The lines to be copied are those below that contain "pink".

BEGIN EXTRACTED INFORMATION

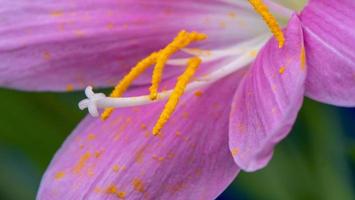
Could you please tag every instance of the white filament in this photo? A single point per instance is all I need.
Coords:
(243, 58)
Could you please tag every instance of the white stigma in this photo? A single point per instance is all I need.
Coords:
(236, 58)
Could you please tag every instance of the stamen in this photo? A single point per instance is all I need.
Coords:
(179, 89)
(270, 20)
(123, 85)
(181, 41)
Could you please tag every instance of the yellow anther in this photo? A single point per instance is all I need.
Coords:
(270, 20)
(123, 85)
(182, 40)
(159, 58)
(179, 89)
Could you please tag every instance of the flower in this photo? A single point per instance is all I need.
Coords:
(251, 108)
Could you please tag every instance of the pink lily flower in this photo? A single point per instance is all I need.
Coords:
(231, 115)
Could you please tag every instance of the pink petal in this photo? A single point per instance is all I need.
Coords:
(191, 160)
(266, 104)
(330, 44)
(59, 45)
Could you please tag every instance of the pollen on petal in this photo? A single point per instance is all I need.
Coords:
(82, 162)
(138, 185)
(59, 175)
(303, 58)
(282, 70)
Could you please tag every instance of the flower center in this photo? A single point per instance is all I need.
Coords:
(161, 58)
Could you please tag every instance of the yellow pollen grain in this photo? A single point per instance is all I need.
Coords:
(116, 168)
(82, 162)
(235, 151)
(159, 58)
(59, 175)
(282, 70)
(56, 13)
(270, 20)
(138, 185)
(91, 137)
(303, 59)
(123, 85)
(179, 90)
(183, 39)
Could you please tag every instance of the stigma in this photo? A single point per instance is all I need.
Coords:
(243, 53)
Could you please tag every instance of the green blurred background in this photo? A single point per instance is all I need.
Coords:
(317, 161)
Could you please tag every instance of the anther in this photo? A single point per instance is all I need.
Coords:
(270, 20)
(123, 85)
(174, 98)
(181, 41)
(159, 58)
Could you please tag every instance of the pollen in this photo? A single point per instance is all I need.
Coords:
(270, 20)
(282, 70)
(159, 58)
(182, 40)
(123, 85)
(82, 162)
(179, 89)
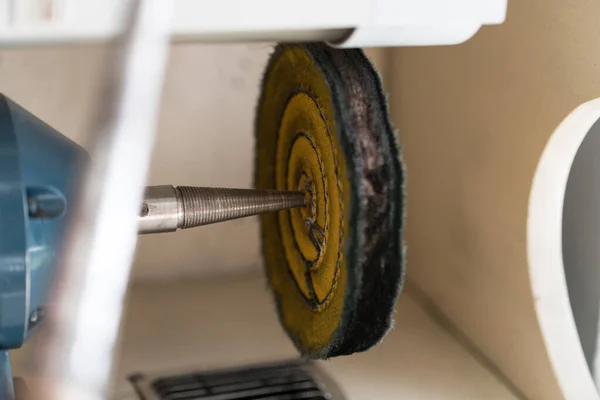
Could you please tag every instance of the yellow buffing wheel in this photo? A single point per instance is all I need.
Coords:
(336, 265)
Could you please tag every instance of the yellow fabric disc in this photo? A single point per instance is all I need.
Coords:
(299, 148)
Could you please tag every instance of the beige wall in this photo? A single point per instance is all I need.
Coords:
(474, 120)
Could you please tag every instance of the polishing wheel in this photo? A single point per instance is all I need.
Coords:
(335, 266)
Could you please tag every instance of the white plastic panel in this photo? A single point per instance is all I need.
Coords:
(375, 22)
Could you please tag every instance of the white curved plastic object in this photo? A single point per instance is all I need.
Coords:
(545, 253)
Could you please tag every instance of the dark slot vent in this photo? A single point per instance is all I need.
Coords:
(288, 381)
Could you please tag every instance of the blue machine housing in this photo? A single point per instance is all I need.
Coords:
(38, 168)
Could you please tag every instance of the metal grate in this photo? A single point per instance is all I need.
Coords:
(284, 381)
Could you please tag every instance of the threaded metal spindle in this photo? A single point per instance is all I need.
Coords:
(165, 208)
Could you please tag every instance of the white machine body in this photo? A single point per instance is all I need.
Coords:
(344, 23)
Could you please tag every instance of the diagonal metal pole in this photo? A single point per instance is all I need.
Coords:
(81, 332)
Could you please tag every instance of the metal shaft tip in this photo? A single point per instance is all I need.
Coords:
(168, 208)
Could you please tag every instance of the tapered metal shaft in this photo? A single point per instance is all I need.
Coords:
(168, 208)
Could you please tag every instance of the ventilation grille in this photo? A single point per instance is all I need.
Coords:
(289, 381)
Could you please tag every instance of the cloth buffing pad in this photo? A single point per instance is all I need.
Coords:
(335, 266)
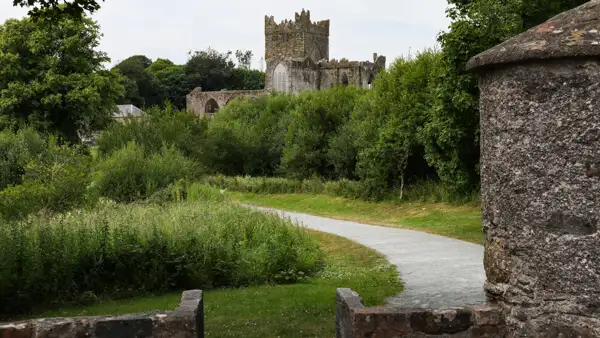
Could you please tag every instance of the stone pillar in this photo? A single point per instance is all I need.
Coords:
(540, 175)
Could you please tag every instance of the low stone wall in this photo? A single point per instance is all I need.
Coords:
(353, 319)
(187, 321)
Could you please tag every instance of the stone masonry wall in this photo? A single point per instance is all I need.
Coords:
(540, 170)
(187, 321)
(197, 99)
(354, 320)
(296, 39)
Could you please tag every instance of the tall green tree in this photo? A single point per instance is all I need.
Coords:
(55, 9)
(452, 131)
(52, 76)
(209, 69)
(171, 81)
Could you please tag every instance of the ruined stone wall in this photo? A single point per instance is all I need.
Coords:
(353, 319)
(540, 175)
(296, 39)
(197, 100)
(540, 142)
(333, 72)
(187, 321)
(359, 73)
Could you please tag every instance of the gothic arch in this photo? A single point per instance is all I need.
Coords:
(370, 81)
(280, 78)
(211, 107)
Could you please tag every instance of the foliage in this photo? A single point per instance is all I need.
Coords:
(452, 132)
(276, 311)
(171, 81)
(16, 150)
(48, 177)
(160, 82)
(168, 126)
(55, 9)
(209, 69)
(129, 174)
(142, 88)
(124, 250)
(52, 77)
(388, 122)
(315, 121)
(248, 135)
(419, 191)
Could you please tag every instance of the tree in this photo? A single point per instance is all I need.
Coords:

END EXTRACTED INFORMATION

* [WRITTEN RESPONSE]:
Could you please tag every instance of the pink lily flower in this photo? A single point per instance is all I need.
Could you please tag every instance of the pink petal in this photo? A single point per instance is all I need.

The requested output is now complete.